Are we medicating a disorder or treating boyhood as a disease?

Carolyn Abraham

From Tuesday's Globe and Mail
Published

Last year, more than two million prescriptions for Ritalin and other ADHD drugs were written specifically for children under 17, and at least 75 per cent of them were for young males. Part 3 of a 6-part series.

For school children across the country – most of them boys – taking a drug for attention deficit disorder each morning has become as commonplace as downing a vitamin. But the daily ritual has been quietly growing in Canada, year after year – a trend that's dwarfing rates in other countries and raising disturbing questions about the forces driving it.

Figures compiled for The Globe and Mail by IMS Health, an independent firm that tracks pharmaceutical sales, show prescriptions for Ritalin and other amphetamine-like drugs for Attention Deficit Hyperactivity Disorder shot up to 2.9 million in 2009, a jump of more than 55 per cent in four years.

More than two million were written specifically for children under 17 – a leap of 43 per cent since 2005 – and at least 75 per cent of them were for young males – a ratio some see as evidence that society is making a malady of boyhood itself.

“What if we were drugging girls at the same rate?” asks Jon Bradley, education professor at McGill University. “What if [the majority] of these prescriptions were being written for girls? There'd be a march.”

The figures seem to suggest a spike of epidemic proportions. But an analyst with IMS Brogan, a division of IMS Health, says the four-year snapshot is emblematic of a drug category that for more than a decade has surged annually in Canada by 10 to 13 per cent. While total prescriptions, worth $249-million, do not represent the number of people taking the drugs, a per capita breakdown of daily doses shows a similar escalation.

“It certainly suggests the drugs are being abused,” says Gordon Floyd, president and CEO of Children's Mental Health Ontario. “There's a desire for the quick fix … the idea that – ‘oh, we'll fix this with a pill' – rather than spend a few months in counselling, is pretty appealing.”

******************************

§ **Work item A**
Retype the article on ADHD drug prescriptions from "The figures seem" up to and including "a similar escalation.".
§ **Work item B**
Continue the article on ADHD drug prescriptions, picking up after its final sentence.
The items after this point are drawn from a separate source.

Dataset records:
******************************

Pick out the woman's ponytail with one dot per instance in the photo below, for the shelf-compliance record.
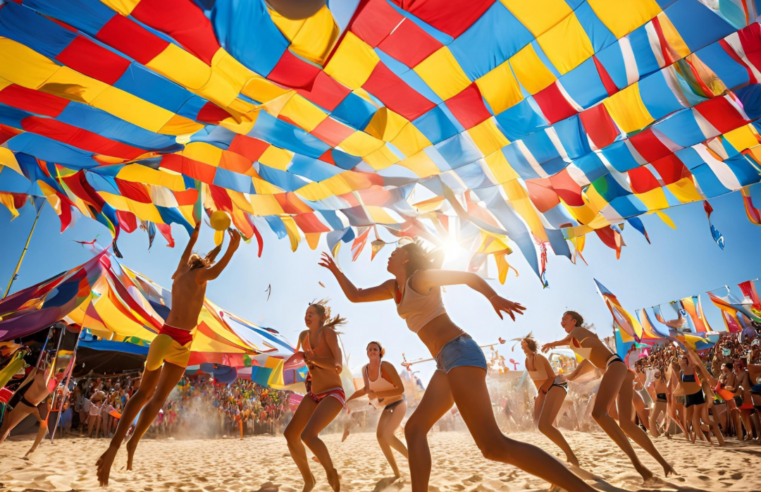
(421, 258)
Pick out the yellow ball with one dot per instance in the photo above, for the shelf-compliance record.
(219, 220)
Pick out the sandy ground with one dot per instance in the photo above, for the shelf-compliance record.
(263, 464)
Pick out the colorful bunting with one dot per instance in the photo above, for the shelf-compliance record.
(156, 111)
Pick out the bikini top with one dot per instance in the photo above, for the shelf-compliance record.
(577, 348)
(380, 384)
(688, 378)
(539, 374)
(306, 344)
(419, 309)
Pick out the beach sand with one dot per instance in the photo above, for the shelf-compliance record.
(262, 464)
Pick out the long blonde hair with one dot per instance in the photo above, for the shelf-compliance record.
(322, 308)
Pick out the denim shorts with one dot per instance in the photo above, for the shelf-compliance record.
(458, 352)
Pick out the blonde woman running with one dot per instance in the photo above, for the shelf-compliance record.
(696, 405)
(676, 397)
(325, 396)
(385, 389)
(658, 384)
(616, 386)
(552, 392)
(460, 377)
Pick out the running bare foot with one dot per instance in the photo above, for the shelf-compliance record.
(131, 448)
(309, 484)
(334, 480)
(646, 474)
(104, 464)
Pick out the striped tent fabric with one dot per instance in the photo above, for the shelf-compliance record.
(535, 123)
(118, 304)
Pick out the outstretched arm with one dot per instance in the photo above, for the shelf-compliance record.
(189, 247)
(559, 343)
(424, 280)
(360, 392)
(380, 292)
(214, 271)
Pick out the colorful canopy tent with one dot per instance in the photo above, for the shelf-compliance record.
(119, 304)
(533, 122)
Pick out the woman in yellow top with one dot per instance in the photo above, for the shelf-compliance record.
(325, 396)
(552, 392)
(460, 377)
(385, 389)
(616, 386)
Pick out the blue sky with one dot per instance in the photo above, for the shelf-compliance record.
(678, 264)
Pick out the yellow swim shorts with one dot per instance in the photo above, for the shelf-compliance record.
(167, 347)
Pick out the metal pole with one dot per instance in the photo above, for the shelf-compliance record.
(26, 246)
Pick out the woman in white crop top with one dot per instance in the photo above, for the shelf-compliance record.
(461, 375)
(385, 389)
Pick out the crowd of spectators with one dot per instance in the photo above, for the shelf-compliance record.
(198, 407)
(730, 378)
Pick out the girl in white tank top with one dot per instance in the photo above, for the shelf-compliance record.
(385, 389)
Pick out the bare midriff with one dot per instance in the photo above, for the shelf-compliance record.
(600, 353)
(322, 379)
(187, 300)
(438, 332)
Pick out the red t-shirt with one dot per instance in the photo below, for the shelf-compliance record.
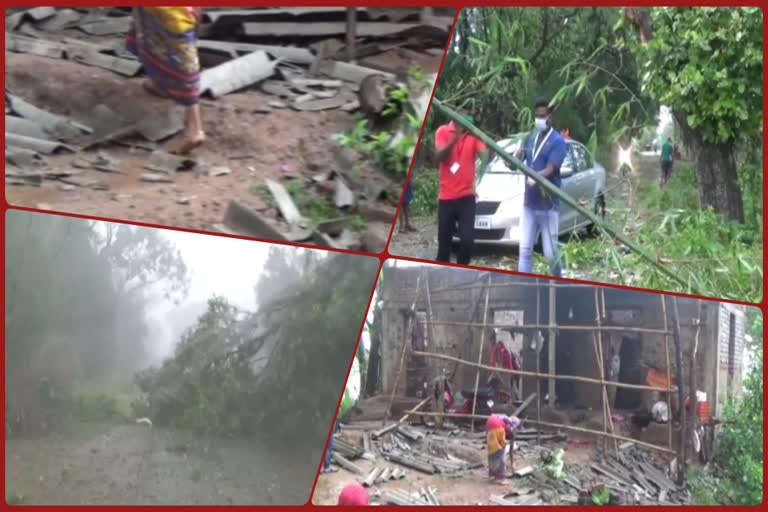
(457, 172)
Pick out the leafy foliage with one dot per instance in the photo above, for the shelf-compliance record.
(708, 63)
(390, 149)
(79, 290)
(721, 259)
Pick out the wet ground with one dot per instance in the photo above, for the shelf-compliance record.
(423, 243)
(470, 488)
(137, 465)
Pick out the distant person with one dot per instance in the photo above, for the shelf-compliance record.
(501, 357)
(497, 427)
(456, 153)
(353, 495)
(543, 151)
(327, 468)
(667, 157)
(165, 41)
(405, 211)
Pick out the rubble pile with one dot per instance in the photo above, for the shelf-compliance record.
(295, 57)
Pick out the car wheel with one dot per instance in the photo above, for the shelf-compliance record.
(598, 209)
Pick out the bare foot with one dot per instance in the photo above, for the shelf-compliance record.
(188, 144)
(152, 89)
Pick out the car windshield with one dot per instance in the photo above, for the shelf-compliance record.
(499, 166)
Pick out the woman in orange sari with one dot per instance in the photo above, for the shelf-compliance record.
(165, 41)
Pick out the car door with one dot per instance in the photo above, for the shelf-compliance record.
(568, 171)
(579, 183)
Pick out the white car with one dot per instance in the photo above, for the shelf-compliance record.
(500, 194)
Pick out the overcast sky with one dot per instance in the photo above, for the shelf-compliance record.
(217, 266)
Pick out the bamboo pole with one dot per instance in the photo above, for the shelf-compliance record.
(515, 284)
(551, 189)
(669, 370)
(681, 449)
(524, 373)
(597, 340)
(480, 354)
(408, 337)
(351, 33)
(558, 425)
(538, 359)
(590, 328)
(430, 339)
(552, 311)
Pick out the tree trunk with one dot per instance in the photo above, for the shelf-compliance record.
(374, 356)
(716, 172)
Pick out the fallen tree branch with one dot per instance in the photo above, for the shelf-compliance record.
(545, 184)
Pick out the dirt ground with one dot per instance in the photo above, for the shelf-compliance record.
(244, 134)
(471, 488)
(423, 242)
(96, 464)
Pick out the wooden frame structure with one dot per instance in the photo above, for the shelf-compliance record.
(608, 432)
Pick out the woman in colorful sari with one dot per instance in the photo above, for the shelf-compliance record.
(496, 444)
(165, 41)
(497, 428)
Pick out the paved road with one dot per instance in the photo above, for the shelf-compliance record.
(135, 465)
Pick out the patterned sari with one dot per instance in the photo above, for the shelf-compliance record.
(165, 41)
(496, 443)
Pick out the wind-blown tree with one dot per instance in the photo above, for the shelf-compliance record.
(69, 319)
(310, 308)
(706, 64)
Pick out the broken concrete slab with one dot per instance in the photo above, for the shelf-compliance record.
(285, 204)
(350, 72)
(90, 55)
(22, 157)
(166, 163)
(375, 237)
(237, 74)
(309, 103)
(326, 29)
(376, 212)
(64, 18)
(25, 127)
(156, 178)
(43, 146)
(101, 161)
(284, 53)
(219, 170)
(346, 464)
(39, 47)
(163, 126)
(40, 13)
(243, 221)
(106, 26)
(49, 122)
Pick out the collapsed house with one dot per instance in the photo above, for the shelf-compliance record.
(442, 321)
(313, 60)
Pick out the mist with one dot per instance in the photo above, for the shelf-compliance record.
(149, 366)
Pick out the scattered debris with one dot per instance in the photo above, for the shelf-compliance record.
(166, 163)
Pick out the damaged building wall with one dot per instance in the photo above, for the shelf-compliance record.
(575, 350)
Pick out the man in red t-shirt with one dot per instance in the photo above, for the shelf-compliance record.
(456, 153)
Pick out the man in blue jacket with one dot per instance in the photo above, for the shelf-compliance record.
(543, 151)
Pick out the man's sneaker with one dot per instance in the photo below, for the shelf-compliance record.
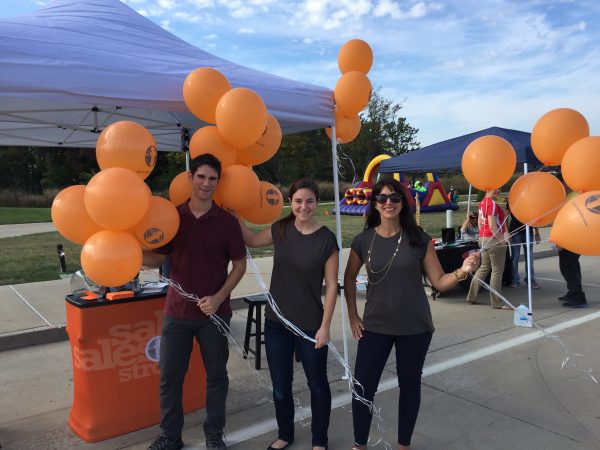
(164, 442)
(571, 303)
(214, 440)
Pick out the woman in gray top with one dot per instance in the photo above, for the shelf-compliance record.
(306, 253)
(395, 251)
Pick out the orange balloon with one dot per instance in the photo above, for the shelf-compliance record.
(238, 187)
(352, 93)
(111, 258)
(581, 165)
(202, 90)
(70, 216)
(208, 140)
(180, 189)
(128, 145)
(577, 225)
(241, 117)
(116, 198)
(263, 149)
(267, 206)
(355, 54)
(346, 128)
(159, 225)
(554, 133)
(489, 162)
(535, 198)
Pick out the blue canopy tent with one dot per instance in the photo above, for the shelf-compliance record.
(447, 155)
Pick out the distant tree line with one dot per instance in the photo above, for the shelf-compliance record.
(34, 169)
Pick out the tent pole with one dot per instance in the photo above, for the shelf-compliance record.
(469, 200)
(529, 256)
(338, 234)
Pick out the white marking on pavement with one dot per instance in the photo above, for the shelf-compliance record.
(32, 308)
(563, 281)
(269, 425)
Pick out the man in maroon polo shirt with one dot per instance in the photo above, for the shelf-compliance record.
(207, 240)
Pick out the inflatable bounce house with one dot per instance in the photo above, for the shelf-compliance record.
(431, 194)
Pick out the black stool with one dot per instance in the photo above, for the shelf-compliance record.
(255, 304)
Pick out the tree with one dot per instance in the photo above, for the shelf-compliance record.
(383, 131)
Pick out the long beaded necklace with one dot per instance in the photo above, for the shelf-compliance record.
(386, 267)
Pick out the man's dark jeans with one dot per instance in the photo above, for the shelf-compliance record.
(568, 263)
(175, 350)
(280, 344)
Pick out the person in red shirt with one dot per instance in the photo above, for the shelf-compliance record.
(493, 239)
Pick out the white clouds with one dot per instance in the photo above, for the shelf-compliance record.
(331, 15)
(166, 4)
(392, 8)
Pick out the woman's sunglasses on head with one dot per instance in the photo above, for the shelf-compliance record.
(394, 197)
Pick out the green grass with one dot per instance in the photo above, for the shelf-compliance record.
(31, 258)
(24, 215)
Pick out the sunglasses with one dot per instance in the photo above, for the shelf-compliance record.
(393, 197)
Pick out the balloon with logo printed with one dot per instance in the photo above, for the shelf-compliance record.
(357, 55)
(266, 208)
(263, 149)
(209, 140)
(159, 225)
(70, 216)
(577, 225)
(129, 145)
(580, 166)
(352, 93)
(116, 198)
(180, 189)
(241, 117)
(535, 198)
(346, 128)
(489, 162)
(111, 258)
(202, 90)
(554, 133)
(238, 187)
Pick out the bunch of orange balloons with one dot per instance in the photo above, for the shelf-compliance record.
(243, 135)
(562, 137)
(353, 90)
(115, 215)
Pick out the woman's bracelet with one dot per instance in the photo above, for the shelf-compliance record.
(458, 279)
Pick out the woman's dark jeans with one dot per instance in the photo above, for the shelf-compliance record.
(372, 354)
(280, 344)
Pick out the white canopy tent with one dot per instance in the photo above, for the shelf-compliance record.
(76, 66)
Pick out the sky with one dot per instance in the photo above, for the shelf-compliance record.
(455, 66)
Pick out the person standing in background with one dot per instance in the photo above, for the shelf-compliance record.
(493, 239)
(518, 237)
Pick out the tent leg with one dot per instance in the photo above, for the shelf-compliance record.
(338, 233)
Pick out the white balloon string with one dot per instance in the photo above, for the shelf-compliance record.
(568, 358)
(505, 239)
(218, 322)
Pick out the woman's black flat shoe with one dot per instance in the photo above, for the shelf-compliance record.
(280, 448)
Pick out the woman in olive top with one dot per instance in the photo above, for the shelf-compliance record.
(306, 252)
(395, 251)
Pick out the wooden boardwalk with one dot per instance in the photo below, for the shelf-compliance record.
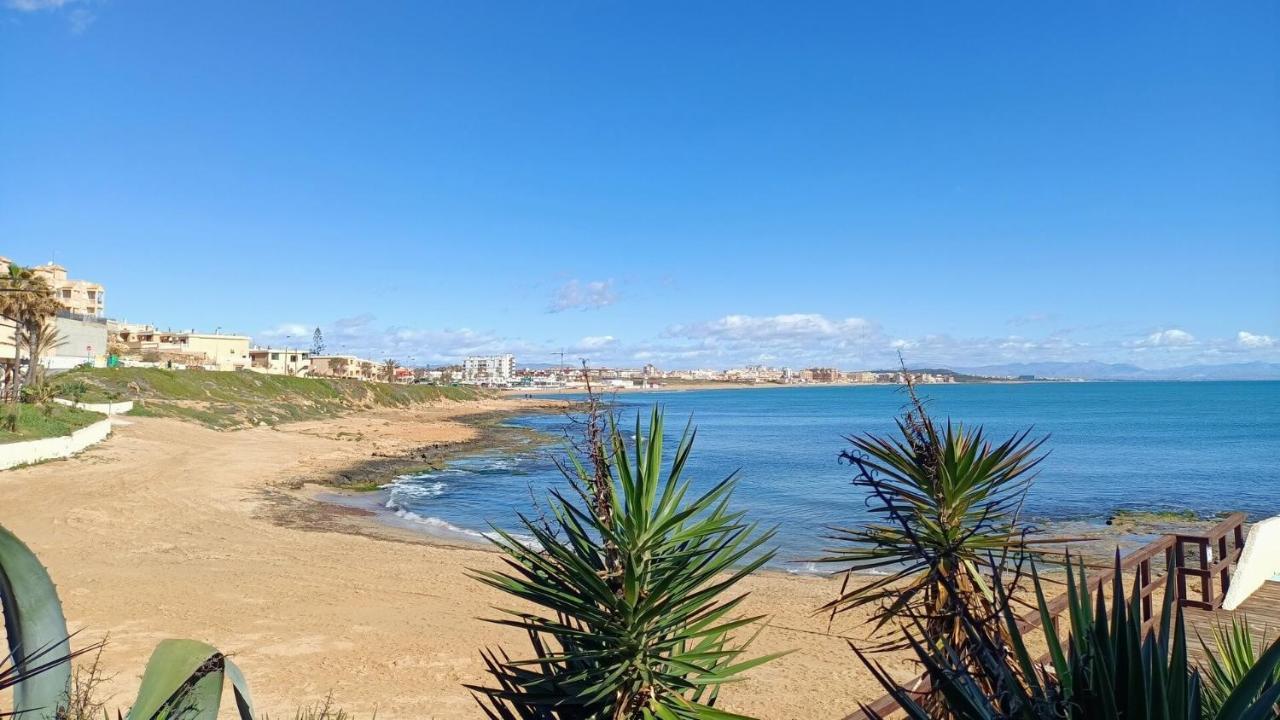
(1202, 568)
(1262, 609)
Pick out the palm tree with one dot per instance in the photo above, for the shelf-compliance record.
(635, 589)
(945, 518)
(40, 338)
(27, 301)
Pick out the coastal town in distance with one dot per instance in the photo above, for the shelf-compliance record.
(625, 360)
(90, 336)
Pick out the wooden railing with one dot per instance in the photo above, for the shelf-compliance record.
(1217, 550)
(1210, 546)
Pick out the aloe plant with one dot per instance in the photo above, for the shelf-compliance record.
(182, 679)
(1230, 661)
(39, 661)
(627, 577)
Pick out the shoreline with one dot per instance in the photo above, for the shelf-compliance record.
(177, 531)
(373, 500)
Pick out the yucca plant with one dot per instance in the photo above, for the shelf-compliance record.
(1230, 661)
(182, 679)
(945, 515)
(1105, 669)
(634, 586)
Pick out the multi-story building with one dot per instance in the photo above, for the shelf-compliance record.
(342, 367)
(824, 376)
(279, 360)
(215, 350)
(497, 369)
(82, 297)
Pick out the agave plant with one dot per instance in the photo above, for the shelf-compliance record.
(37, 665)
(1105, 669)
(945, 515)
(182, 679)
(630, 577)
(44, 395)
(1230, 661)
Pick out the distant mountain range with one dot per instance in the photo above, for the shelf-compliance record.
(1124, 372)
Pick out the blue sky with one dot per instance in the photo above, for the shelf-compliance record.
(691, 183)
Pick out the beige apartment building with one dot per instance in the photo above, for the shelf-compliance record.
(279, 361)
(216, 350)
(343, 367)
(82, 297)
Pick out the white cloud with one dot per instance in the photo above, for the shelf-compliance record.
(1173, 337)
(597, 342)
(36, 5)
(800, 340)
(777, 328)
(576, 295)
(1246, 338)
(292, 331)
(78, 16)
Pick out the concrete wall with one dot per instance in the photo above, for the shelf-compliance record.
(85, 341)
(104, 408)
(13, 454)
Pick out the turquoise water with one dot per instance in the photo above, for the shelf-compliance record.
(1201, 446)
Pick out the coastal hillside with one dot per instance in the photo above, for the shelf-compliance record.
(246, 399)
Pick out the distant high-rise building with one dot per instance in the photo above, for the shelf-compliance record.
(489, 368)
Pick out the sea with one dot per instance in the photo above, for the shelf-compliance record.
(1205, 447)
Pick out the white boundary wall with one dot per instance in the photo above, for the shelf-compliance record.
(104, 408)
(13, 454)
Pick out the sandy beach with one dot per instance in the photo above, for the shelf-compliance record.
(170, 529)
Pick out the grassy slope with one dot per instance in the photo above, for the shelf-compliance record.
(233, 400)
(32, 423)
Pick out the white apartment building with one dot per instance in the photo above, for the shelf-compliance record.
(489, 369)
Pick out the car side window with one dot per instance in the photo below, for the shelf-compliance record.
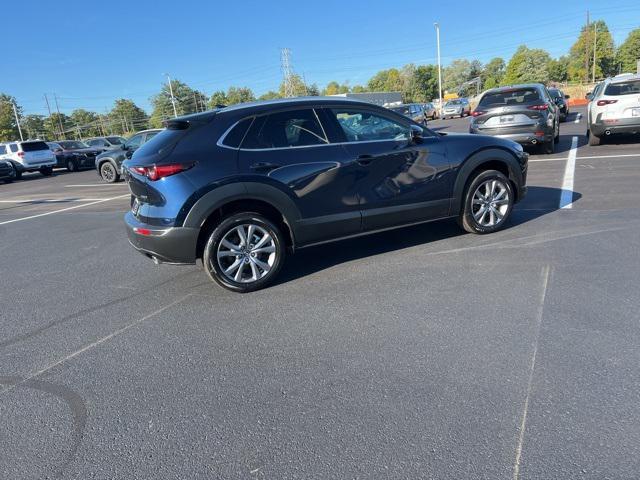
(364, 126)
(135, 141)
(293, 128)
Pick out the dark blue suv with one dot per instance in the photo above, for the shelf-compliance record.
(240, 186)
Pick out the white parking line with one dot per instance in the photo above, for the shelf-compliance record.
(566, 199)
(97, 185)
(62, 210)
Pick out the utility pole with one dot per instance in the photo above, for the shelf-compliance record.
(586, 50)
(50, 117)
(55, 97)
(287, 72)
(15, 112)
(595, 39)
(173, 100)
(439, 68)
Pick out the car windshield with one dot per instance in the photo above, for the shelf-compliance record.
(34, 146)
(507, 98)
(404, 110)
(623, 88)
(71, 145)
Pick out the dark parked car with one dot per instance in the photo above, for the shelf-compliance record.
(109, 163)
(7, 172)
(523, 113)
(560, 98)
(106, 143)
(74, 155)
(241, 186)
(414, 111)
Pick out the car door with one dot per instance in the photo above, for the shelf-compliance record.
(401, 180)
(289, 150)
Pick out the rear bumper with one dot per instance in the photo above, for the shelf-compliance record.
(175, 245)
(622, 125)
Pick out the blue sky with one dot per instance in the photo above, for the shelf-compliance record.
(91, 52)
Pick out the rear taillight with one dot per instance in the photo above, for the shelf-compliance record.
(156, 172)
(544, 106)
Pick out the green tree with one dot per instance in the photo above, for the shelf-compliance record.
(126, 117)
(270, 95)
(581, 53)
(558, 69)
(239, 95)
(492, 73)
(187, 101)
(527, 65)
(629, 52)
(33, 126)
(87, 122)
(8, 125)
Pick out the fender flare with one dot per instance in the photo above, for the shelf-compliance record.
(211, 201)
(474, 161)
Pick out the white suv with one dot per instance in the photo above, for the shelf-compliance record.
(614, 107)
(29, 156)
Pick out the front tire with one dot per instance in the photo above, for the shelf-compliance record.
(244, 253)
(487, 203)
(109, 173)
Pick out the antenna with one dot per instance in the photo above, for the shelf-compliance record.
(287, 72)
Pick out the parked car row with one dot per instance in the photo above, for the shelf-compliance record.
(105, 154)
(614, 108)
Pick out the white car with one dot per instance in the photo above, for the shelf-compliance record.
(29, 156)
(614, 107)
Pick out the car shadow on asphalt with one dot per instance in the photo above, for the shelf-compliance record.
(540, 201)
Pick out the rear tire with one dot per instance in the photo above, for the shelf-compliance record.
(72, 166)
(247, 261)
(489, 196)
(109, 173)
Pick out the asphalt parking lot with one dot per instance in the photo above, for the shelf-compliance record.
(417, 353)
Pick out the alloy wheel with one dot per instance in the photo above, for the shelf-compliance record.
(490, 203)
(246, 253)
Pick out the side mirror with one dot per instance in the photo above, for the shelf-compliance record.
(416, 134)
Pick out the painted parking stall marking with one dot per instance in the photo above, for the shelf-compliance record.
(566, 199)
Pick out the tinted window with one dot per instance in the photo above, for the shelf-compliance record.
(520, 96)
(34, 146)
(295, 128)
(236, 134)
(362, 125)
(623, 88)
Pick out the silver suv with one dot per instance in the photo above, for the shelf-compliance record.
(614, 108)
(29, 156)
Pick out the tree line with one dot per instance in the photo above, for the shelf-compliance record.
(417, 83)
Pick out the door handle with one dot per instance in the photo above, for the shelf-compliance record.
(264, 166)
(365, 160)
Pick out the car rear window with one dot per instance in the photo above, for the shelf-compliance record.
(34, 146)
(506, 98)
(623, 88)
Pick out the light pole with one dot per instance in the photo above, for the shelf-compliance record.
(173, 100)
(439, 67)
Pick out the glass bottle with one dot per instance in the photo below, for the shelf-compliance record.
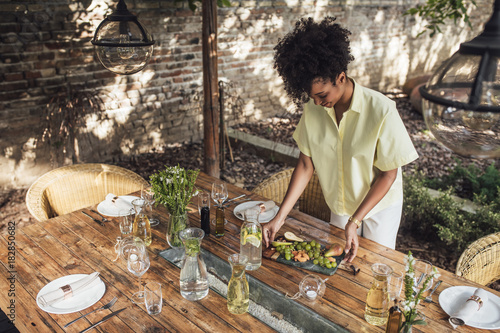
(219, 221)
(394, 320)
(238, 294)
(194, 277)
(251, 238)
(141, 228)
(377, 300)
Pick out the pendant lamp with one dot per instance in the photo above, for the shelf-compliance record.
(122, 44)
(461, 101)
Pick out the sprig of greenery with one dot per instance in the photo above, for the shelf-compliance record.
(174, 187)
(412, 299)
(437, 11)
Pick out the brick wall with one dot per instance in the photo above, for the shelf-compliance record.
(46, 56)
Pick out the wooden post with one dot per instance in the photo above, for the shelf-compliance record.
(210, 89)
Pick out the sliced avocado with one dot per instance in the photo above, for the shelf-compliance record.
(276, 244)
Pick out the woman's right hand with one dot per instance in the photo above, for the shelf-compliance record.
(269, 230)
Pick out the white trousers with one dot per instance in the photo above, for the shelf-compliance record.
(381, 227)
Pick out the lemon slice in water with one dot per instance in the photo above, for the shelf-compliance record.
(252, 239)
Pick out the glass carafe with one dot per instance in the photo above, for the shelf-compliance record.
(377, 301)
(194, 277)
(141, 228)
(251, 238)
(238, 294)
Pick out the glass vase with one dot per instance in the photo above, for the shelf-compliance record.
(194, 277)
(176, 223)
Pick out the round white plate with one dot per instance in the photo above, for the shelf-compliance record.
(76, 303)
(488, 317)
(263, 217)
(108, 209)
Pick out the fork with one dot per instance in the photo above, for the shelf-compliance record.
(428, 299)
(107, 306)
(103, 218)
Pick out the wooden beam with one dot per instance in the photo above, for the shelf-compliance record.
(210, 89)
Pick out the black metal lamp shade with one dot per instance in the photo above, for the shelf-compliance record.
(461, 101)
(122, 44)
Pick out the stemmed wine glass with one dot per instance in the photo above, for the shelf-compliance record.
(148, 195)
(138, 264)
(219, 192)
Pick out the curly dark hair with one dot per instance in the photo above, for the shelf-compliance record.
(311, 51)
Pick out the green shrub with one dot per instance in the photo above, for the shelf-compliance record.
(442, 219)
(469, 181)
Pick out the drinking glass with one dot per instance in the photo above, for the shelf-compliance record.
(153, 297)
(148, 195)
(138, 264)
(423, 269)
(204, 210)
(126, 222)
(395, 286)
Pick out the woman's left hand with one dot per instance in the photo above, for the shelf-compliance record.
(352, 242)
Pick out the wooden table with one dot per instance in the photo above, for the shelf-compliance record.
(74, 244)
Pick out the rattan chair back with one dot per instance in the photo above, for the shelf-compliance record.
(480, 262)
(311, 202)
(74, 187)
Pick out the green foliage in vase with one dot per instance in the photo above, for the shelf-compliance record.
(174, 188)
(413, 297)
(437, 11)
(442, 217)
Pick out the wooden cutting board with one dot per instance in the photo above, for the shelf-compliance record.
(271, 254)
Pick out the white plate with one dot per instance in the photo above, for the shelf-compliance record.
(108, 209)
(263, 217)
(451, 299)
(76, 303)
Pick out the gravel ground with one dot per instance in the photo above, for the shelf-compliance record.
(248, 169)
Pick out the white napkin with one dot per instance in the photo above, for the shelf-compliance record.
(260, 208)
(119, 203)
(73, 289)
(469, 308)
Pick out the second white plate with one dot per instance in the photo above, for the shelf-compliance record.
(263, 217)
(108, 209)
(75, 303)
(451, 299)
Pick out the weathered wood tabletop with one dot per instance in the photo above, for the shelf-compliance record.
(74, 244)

******************************

§ **Response A**
The figures seem to suggest a spike of epidemic proportions. But an analyst with IMS Brogan, a division of IMS Health, says the four-year snapshot is emblematic of a drug category that for more than a decade has surged annually in Canada by 10 to 13 per cent. While total prescriptions, worth $249-million, do not represent the number of people taking the drugs, a per capita breakdown of daily doses shows a similar escalation.

§ **Response B**
Our penchant for the pills has pegged Canada – after Iceland and the U.S. – as one of the world's top three consumers of methylphenidate, including Ritalin and similar drugs, according to the 2009 Annual Report of the UN International Narcotic Control Board, which based rankings on per capita consumption. A 2007 U.S. report on global use of ADHD drugs also singled out Canada for “higher than expected” consumption, and suggested our exposure to American advertising and “cultural norms” play a role.

ADHD is one of the most commonly diagnosed disorders of childhood, with core features that include an inability to focus, and hyper and impulsive behaviour. Increasingly, it's seen as a chronic condition that 60 per cent of kids never outgrow and one that experts estimate affects five per cent of children worldwide.

But the diagnosis rates in North America are notoriously higher. In Canada, research suggests that seven to 10 per cent of children have ADHD – most often, boys.

To some extent, the medical gender gap simply exposes the biological bias of Mother Nature: Boys' brains, perhaps due to chromosomes and hormones, are more vulnerable than girls to several neurological disorders. Boys are four times more likely to develop autism, three times more likely to suffer dyslexia, and two to three times more likely to be diagnosed with ADHD.

But some see a system of harried parents, school officials and general practitioners too ready to label rambunctious young males. While boys might be three times more likely than girls to develop ADHD, research suggests they are nine times more likely to be sent for a clinical assessment and five times more likely to be medicated for it.

IMS figures show ADHD prescriptions for males have increased 50 per cent since 2005.

The decline of male teachers in primary schools, Prof. Bradley suspects, is partly to blame for ballooning drug use – “What are we drugging? Female teachers who don't understand boys like to run and jump and shout – that's what boys do.”